-- Begin DOCUMENT --

Opera, a browser used by 9 people, wanted a so called ballot screen that would allow the user to select a browser from those available and download it. Let's see, hows that again? They want to force Microsoft to write a program to promote everyone else's browser and include it in Windows 7?

Apparently, Microsoft has wimped out and agreed to do this. I think it is a horrible precedence. They need to tell the EU to perform an unnatural act upon themselves.

Forcing ANY company to promote other companies products is just wrong!

Come this winter, in Europe, IE will still have 60+% of the browser Market, Firefox will have most of the rest, Google will get some and Opera will have 12 users. The world will sleep easier.

Larry


----------



## Greg Alsobrook (Apr 2, 2007)

LarryFlowers said:


> Opera, a browser used by 9 people,


!rolling

I don't think it's about promoting other browsers... It's about giving people a choice... As long as IE is on that list, what's the big deal?? Many people will still pick IE... because it's the name they know... and they don't know any better...

Ahh well... The world goes on...


----------



## Steve (Aug 22, 2006)

Given where internet revenues are derived from, browser choice is really not that much different than Microsoft offering a choice of default search engine providers when you first fire up IE8, is it?

After today's search alliance with Yahoo, I'll bet offering a default competitor's search engine choice is an equally tough one for Microsoft.

That said, props to Google for offering the option to make Bing or Live Search the default for Chrome. I was really surprised to see that show up as one of their basic set-up options.


----------



## LarryFlowers (Sep 22, 2006)

NO company should be forced to promote anyone elses product. The EU wants IE left out of the OS, that's fine. Force them to include competitve products? No Way! Next they will wanted every copy of Office 2007 shipped with a copy of Open Office. Or maybe they will want Chevy Truck Dealers to put Ford pickups on their lots...

Give people a choice, just don't force Microsoft to provide it. It is a dangerous precedent.

If Steve Balmer was handy, I'd kick his butt for agreeing to this.

-- End DOCUMENT --
-- Begin INFORMATION PROVIDED --

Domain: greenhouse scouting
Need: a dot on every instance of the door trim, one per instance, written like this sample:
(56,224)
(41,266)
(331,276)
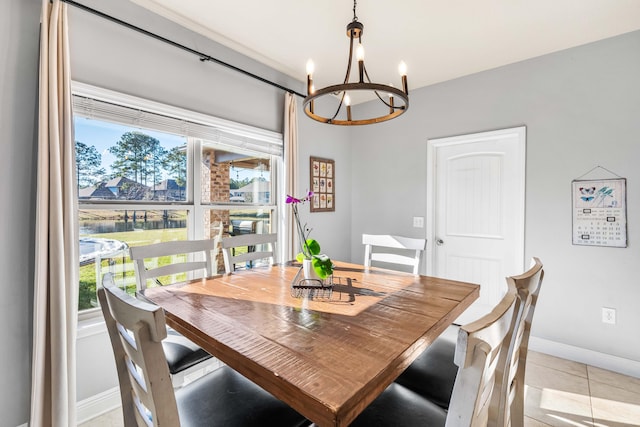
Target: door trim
(519,208)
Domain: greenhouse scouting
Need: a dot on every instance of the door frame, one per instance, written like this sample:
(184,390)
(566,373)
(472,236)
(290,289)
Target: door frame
(519,206)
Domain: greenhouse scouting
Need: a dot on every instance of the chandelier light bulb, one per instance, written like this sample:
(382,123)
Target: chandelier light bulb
(402,68)
(360,52)
(310,67)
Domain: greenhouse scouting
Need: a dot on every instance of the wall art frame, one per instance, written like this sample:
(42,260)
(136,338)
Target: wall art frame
(322,182)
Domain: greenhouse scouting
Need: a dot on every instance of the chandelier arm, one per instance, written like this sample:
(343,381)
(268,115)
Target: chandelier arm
(366,74)
(339,107)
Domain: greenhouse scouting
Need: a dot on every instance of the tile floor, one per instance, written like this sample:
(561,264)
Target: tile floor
(559,393)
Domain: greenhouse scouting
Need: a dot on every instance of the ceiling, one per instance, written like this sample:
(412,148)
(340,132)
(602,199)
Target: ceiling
(438,40)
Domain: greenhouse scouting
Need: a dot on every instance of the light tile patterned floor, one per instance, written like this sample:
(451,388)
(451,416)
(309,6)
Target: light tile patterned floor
(559,393)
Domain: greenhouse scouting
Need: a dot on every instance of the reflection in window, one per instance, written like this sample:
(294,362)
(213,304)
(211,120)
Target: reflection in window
(105,238)
(231,176)
(145,177)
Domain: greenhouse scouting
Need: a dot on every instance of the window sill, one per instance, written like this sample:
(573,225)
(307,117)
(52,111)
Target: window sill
(90,322)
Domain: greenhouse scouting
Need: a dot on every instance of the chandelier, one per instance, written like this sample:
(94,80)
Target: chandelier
(395,101)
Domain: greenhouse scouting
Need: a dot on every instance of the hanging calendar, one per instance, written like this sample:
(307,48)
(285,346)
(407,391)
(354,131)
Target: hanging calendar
(600,212)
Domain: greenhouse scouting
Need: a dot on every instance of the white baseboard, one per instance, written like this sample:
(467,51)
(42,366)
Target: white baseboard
(589,357)
(97,405)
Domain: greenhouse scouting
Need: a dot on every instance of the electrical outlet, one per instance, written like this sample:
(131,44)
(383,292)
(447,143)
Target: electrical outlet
(609,315)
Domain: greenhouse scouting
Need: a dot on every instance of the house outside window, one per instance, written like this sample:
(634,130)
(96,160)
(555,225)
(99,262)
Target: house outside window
(149,173)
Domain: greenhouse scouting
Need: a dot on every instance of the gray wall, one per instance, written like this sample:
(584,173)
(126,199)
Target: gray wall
(581,108)
(19,32)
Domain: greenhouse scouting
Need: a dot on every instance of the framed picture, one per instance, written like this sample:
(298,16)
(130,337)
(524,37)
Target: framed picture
(600,212)
(322,183)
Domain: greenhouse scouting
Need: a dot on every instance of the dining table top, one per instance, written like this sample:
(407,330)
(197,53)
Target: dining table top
(328,355)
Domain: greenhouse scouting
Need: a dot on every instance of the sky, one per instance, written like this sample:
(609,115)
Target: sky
(103,135)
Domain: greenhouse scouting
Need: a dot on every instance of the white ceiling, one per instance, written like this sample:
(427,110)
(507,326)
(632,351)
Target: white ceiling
(438,40)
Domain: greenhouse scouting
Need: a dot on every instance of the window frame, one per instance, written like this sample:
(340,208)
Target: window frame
(193,203)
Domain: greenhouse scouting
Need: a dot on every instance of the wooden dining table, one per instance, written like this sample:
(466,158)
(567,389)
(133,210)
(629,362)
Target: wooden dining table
(328,355)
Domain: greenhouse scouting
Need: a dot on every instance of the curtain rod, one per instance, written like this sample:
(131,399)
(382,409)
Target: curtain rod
(203,56)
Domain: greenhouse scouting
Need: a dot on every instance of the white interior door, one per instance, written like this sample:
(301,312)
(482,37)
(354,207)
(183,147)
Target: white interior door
(475,216)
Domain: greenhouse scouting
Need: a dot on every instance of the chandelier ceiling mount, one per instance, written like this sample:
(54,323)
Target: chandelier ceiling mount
(395,101)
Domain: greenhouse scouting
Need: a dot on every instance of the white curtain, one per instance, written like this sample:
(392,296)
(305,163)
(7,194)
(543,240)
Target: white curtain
(55,306)
(290,170)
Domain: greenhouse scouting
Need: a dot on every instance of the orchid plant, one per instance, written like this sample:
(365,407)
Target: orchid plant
(310,248)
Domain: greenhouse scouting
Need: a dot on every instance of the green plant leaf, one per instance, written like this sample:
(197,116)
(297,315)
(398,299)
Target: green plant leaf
(312,246)
(322,265)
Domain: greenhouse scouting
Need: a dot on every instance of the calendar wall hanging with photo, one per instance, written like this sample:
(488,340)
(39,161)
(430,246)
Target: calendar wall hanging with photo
(600,212)
(323,174)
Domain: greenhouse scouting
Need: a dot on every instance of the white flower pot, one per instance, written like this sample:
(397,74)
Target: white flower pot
(309,272)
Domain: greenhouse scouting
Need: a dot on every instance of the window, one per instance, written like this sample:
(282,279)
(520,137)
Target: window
(149,173)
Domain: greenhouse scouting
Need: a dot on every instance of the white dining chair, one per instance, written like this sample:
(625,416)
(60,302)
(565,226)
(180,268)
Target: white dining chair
(193,257)
(259,246)
(478,347)
(187,256)
(220,398)
(433,374)
(392,249)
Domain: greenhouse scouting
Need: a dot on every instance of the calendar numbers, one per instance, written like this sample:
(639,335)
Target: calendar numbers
(599,213)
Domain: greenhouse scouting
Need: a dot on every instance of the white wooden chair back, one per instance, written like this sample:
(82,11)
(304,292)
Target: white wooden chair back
(136,329)
(478,350)
(509,403)
(255,241)
(375,242)
(184,249)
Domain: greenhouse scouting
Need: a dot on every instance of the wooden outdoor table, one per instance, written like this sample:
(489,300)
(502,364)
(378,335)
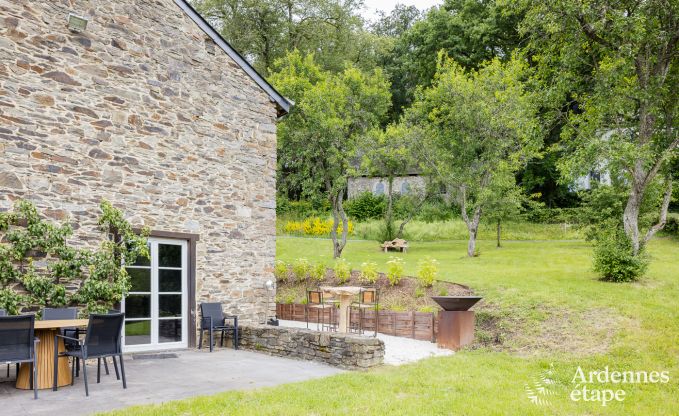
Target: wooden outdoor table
(45,331)
(345,294)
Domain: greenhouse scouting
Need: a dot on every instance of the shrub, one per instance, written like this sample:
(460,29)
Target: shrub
(317,272)
(369,272)
(614,260)
(427,271)
(300,268)
(342,270)
(314,227)
(365,206)
(395,267)
(280,271)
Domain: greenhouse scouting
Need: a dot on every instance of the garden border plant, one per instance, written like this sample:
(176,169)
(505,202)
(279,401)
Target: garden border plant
(38,263)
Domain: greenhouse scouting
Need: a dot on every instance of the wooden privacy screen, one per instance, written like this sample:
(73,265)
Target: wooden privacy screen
(416,325)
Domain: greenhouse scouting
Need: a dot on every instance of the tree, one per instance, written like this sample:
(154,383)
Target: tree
(469,31)
(320,136)
(617,64)
(477,128)
(265,30)
(389,153)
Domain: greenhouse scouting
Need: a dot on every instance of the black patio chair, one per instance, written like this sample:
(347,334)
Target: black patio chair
(213,319)
(102,340)
(19,345)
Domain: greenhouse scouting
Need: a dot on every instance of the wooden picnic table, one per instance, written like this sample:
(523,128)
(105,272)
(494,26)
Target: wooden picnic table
(345,295)
(45,331)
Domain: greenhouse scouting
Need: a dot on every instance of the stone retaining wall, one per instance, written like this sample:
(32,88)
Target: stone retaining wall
(340,350)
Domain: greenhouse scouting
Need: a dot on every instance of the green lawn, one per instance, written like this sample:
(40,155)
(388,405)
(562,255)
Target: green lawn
(536,284)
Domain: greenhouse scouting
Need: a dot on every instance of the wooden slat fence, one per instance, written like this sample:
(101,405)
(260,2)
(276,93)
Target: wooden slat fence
(416,325)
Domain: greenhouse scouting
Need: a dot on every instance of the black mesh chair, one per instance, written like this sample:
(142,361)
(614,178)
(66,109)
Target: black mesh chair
(213,319)
(18,344)
(102,340)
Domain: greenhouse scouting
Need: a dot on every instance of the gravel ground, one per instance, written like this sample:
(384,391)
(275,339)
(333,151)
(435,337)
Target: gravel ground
(397,350)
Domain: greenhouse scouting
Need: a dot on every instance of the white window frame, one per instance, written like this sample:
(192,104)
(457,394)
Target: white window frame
(154,294)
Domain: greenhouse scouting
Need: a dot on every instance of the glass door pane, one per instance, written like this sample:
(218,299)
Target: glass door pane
(156,305)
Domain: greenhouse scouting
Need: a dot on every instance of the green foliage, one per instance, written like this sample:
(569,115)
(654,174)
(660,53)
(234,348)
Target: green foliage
(317,272)
(101,272)
(614,258)
(369,273)
(300,269)
(342,270)
(280,271)
(365,206)
(395,270)
(11,301)
(427,271)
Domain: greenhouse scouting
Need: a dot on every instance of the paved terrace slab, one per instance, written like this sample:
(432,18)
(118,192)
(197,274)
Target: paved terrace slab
(191,373)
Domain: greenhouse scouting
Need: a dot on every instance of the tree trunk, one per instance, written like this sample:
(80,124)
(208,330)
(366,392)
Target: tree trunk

-- End INFORMATION PROVIDED --

[PROBLEM DESCRIPTION] According to the forum thread, which option did Google offer as one of the basic setup options for Chrome?

[SOLUTION TO THE EXERCISE] Google offered the option to make Bing or Live Search the default for Chrome.